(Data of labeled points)
============================================================
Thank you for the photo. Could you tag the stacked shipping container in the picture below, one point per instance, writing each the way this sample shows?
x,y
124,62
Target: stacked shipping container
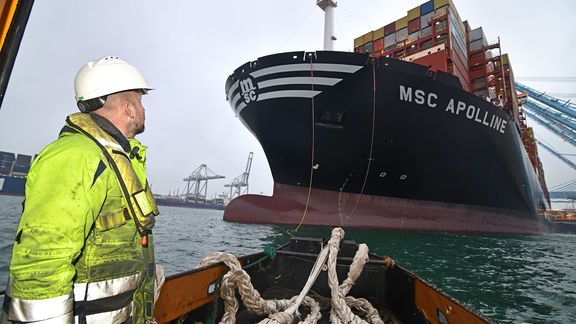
x,y
433,35
6,162
13,171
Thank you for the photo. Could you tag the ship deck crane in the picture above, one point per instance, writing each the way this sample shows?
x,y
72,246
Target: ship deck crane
x,y
241,181
197,182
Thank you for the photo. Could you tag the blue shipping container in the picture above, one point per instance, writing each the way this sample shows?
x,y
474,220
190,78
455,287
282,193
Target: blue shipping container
x,y
426,7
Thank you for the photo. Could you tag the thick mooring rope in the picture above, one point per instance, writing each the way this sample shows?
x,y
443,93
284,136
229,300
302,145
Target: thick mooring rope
x,y
284,311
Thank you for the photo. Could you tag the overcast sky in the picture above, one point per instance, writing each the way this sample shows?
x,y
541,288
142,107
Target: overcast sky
x,y
186,49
============================================================
**What the task requires**: Reproduce all of the data above line for line, without changing anything. Omit the pictures from your copy.

**Written answer**:
Thank you for the photo. Could you tag the stacked shipping container in the picture below, one point per instance, writing each the way this sample shows?
x,y
124,62
Target: stacked shipping container
x,y
433,35
6,162
13,171
Thank you for the photo. Could you tag the ship deck crane in the picture above, one point per instance, writing each the way this sample shows?
x,y
72,246
Target: ship deck crane
x,y
241,181
197,182
Thank you for the photo. Could you tag the blue shipping container in the picture above, one point per instance, writing each the way this sample shows?
x,y
474,220
190,78
455,287
282,193
Target: blue shipping container
x,y
426,7
Thank you for the photo. Could you tag the thick mooring rope in the picture above, one point per instance, writing each the way this sample shows?
x,y
443,93
284,136
229,300
302,145
Target: thick mooring rope
x,y
284,311
Thank you for the photo. Could you tag the overcast sky in the picture above, one point per instance, writing each the way this sample shows?
x,y
541,288
142,107
Target: overcast sky
x,y
186,49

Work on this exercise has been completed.